UNITED STATES DISTRICT COURT FOR THE DISTRICT OF MARYLAND
Jul 9, 2014
Civil No. CCB-12-664 (D. Md. Jul. 9, 2014)

Opinion

Civil No. CCB-12-664

07-09-2014

TODD HECKMAN v. RYDER TRUCK RENTAL, INC., et al.


MEMORANDUM

Plaintiff Todd Heckman brought this action against defendants Ryder Truck Rental ("Ryder") and Mickey Truck Bodies ("Mickey") for serious injuries sustained after a door strap attached to one of the defendants' trucks broke while Heckman was delivering beer for his employer, Wantz Distributors, Inc. On August 21, 2013, the court granted summary judgment in favor of Ryder on all but Heckman's negligent maintenance and inspection claims, and in favor of Mickey as to all claims against it. Now pending before the court are (A) Mickey's motion for entry of a final judgment, (B) Ryder's motion to exclude the supplemental report of Heckman's expert, Dennis McGarry, and for summary judgment on Heckman's remaining negligent maintenance and inspection claims and (C) Heckman's motion to strike new expert opinions offered in Ryder's reply memorandum in support of its motion to exclude and for summary judgment. The issues in this case have been fully briefed, and no hearing is necessary. See Local R. 105.6. For the reasons stated below, the court will deny Mickey's, Ryder's, and Heckman's motions.

» Given data
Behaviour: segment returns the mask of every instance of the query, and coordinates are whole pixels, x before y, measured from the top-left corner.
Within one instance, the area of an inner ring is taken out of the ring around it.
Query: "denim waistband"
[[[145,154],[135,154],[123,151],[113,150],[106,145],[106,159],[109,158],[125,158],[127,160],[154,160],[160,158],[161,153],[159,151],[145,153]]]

» Written exercise
Please condense the paragraph of the court memorandum that begins "Plaintiff Todd Heckman brought this action" into a bulleted list of its main facts.

» Solution for this exercise
- Todd Heckman sued Ryder Truck Rental ("Ryder") and Mickey Truck Bodies ("Mickey") for serious injuries suffered when a door strap on one of the defendants' trucks broke while he was delivering beer for his employer, Wantz Distributors, Inc.
- On August 21, 2013, the court granted summary judgment for Ryder on all claims except negligent maintenance and inspection, and for Mickey on all claims.
- Three motions are pending:
  - Mickey's motion for entry of a final judgment.
  - Ryder's motion to exclude the supplemental report of Heckman's expert, Dennis McGarry, and for summary judgment on the remaining negligent maintenance and inspection claims.
  - Heckman's motion to strike new expert opinions in Ryder's reply memorandum.
- The issues are fully briefed, and no hearing is needed (Local R. 105.6).
- The court will deny all three motions.